▶ _Task 1_: In the passage below on China's emissions, copy the words starting with "Approvals for new coal" and going on through "new steel plants.".
▶ _Task 2_: Translate this sentence from the passage on China's emissions into Spanish: "Approvals for new coal power plants dropped by more than 80 per cent in the first half of 2024, while the government suspended all approvals for new steel plants."

▶ _Passage shown_:
Amid China’s breakneck renewables expansion, emissions have dropped for the first time since Covid-19 restrictions were lifted – and air quality has improved throughout most provinces.
Approvals for new coal power plants dropped by more than 80 per cent in the first half of 2024, while the government suspended all approvals for new steel plants.
However, one sector is blurring these positive trends: China’s coal-to-chemicals industry. In the first half of 2024, the chemicals industry was the largest driver of energy consumption and emissions growth. And in the first eight months of 2024, its coal consumption increased by 18 per cent year-on-year.
According to analysis by the Centre for Research on Energy and Clean Air (CREA; an independent research organisation that analyses global climate and energy trends), this drove total national emissions up by 54 million tonnes of CO2. As a result, it negated some of the carbon emissions-reduction progress that has been made in other sectors over the same period.

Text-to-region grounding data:
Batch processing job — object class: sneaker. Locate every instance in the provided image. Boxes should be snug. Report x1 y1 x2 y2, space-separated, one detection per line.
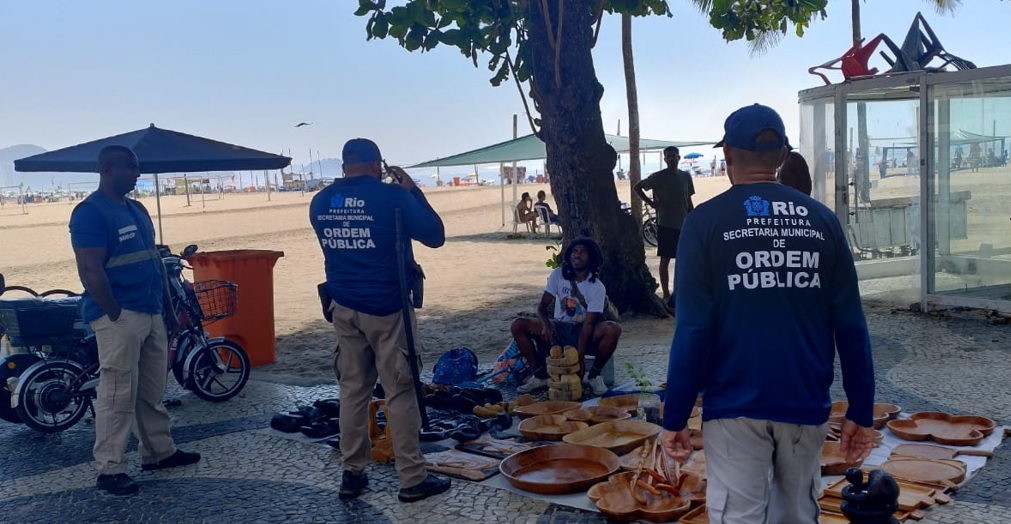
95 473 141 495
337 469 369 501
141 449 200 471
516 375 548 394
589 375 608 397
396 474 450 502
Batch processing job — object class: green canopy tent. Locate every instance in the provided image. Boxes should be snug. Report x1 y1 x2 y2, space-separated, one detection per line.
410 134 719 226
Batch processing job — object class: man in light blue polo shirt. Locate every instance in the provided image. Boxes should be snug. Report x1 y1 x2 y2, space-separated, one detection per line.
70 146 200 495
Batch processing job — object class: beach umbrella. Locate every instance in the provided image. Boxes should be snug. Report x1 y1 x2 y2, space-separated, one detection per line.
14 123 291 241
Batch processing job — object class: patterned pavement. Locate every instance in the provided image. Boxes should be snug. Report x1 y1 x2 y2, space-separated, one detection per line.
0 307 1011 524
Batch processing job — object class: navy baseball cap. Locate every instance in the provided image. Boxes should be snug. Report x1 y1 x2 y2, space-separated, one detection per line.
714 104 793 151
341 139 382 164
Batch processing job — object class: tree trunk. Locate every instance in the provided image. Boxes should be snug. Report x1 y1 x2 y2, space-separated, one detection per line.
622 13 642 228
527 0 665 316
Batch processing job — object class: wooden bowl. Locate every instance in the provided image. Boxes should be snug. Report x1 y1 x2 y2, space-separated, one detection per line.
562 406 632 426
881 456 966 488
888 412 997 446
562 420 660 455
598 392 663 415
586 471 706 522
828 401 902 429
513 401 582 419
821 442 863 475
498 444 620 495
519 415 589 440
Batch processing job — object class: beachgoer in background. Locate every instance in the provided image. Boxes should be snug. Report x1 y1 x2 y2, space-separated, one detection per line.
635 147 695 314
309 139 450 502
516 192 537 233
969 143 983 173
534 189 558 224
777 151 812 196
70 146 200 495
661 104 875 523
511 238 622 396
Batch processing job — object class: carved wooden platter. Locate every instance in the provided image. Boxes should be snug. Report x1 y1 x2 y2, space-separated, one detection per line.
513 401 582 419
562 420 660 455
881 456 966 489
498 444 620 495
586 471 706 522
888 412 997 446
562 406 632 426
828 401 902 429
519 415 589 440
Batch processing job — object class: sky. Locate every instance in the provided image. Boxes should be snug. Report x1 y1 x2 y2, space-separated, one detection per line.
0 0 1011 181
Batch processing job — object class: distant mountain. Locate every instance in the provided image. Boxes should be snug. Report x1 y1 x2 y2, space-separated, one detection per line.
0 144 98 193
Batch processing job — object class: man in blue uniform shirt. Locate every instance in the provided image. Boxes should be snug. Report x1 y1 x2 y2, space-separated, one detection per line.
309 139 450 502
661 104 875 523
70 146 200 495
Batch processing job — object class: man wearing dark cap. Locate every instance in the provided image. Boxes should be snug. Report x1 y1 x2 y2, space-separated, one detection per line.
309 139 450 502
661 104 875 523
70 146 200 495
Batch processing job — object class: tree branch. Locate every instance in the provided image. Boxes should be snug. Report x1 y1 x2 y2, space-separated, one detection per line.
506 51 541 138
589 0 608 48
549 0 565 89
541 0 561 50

▶ _Task solution 1_:
Approvals for new coal power plants dropped by more than 80 per cent in the first half of 2024, while the government suspended all approvals for new steel plants.

▶ _Task solution 2_: Las aprobaciones de nuevas centrales eléctricas de carbón cayeron más de un 80 por ciento en el primer semestre de 2024, mientras que el gobierno suspendió todas las aprobaciones de nuevas plantas siderúrgicas.